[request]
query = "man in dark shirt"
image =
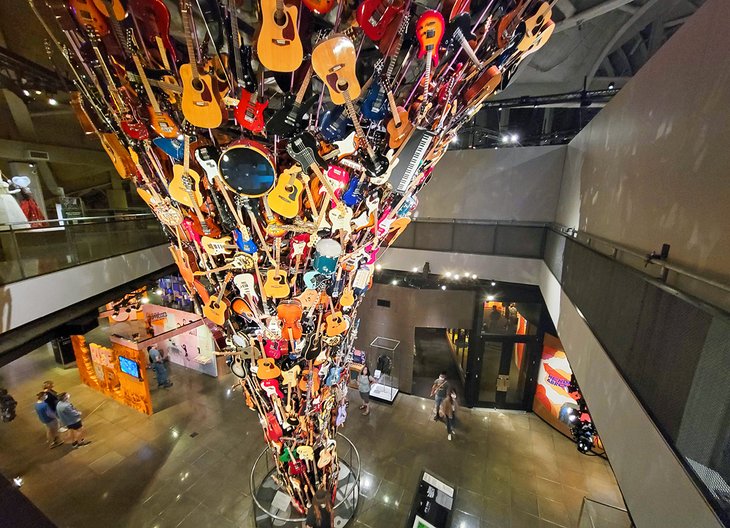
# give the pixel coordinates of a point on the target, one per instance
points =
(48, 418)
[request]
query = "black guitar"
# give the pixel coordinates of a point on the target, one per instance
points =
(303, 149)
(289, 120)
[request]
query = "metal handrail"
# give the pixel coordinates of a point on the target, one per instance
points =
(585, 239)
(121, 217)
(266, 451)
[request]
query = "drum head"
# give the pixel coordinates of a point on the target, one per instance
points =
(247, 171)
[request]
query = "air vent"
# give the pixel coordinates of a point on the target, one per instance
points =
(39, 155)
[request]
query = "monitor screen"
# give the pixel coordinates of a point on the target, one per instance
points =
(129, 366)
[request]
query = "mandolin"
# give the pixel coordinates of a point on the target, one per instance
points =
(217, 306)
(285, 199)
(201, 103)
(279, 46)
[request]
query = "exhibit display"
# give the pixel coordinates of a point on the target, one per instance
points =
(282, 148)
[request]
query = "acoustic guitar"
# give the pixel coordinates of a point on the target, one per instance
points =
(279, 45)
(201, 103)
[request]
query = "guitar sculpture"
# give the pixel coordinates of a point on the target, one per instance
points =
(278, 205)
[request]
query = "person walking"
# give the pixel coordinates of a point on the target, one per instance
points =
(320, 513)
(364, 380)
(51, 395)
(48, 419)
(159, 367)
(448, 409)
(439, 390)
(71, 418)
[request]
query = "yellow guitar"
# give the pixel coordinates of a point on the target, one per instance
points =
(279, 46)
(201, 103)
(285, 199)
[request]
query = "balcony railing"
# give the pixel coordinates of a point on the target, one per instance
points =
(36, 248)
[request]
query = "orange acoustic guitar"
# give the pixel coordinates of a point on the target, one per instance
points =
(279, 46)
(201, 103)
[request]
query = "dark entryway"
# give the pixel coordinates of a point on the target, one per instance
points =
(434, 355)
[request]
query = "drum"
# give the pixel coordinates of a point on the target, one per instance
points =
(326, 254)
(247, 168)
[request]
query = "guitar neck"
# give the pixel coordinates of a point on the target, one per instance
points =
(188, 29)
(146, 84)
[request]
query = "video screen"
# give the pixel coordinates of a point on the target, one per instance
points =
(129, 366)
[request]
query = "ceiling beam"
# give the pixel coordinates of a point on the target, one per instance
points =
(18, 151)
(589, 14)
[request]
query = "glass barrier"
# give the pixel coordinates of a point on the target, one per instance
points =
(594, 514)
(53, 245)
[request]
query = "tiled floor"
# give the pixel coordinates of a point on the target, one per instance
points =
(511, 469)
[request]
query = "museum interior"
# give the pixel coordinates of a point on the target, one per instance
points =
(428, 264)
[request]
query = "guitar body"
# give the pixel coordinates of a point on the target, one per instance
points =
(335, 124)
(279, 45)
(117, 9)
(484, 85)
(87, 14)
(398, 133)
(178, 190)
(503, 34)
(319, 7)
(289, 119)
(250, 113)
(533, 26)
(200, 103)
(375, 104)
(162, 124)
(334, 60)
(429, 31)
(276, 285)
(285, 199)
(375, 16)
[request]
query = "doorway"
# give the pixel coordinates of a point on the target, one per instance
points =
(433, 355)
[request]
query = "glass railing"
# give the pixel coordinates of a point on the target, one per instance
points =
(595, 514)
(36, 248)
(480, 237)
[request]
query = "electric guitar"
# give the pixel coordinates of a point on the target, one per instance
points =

## WORK TO BE COMPLETED
Repeat the data in full and exactly. Omit pictures.

## ANSWER TO THIS PROBLEM
[request]
query = "man in dark shirt"
image =
# give the pixel coordinates of a point on the target, one per instance
points =
(48, 418)
[request]
query = "black guitar"
# give the pixel coordinates of a point on the target, one per instance
points =
(303, 149)
(289, 120)
[request]
query = "metal handrail"
# give the pixel coordinates of a point on the target, one per instance
points =
(585, 239)
(121, 217)
(266, 451)
[request]
query = "drum head"
# give the pixel coordinates of a point on the target, one per instance
points =
(247, 171)
[request]
query = "air vent"
# give the pixel coordinates of a point on the target, one per instance
points =
(39, 155)
[request]
query = "monitor screen"
# give the pixel coordinates of a point on the target, one per instance
points =
(129, 366)
[request]
query = "mandolin"
# give the pixel coordinates of a point on the target, one per instance
points =
(217, 306)
(285, 199)
(201, 103)
(279, 46)
[request]
query = "exhibit display"
# give the pixel coordinates of a point on the target, one per instance
points =
(282, 148)
[request]
query = "acoustic guitar"
# give the pixel coordinates of a point on the target, one per instance
points =
(279, 45)
(201, 103)
[request]
query = "guitar sculpture"
# give the pixel coordinates of a point on the target, one per instance
points =
(278, 205)
[request]
query = "person walking"
# give the pixel coordinates of a point on the target, one per instance
points =
(320, 513)
(364, 380)
(51, 395)
(48, 419)
(159, 367)
(448, 409)
(439, 390)
(71, 418)
[request]
query = "yellow guitar"
# give the pixel coordinates of a point on the target, one per instance
points =
(279, 46)
(201, 103)
(285, 199)
[request]
query = "balcony railing"
# give the pixel coordinates of a point on the target, one per instance
points =
(36, 248)
[request]
query = "orange acoustic guitar"
# give the pixel coordinates of a point on the target, one per instance
points =
(279, 46)
(201, 103)
[request]
query = "dark entryway"
# give the pixel coordinates of a point on the target, one per instance
points =
(434, 355)
[request]
query = "drum"
# give the pixel coordinates of a point on the target, one per instance
points =
(326, 254)
(247, 168)
[request]
query = "guitar neck"
# give the pixel coordinates of a point on the target, one per instance
points =
(188, 29)
(146, 84)
[request]
query = "video screen"
# give the pixel coordinates of a point on the target, one per instance
points =
(129, 366)
[request]
query = "ceiling beam"
# give the pixel coordinates of a point on the target, one per instance
points =
(18, 151)
(589, 14)
[request]
query = "glass barrier"
# give the pixel coordinates of a point on the target, one per instance
points =
(594, 514)
(53, 245)
[request]
query = "tiled floor"
# give the pixel coordinates of a point on the target, one per instance
points =
(511, 469)
[request]
query = "museum interior"
# give the pixel coordinates of a point on the target, one per instance
points =
(428, 264)
[request]
query = "guitar body"
# give the pixel coordinates of a point on the target, one per instance
points =
(335, 124)
(279, 45)
(117, 9)
(484, 85)
(87, 14)
(398, 133)
(178, 190)
(503, 34)
(319, 7)
(289, 119)
(250, 113)
(533, 26)
(200, 103)
(375, 104)
(162, 124)
(334, 60)
(429, 31)
(276, 285)
(285, 199)
(375, 16)
[request]
query = "doorway"
# give the pixel coordinates of a point on the target, one per instance
points =
(433, 355)
[request]
query = "glass railing"
# give the pixel coordinates of a point on the target, one per instance
points =
(595, 514)
(36, 248)
(480, 237)
[request]
query = "electric guitar"
# give the pixel coordinates of a point on the target, one per instance
points =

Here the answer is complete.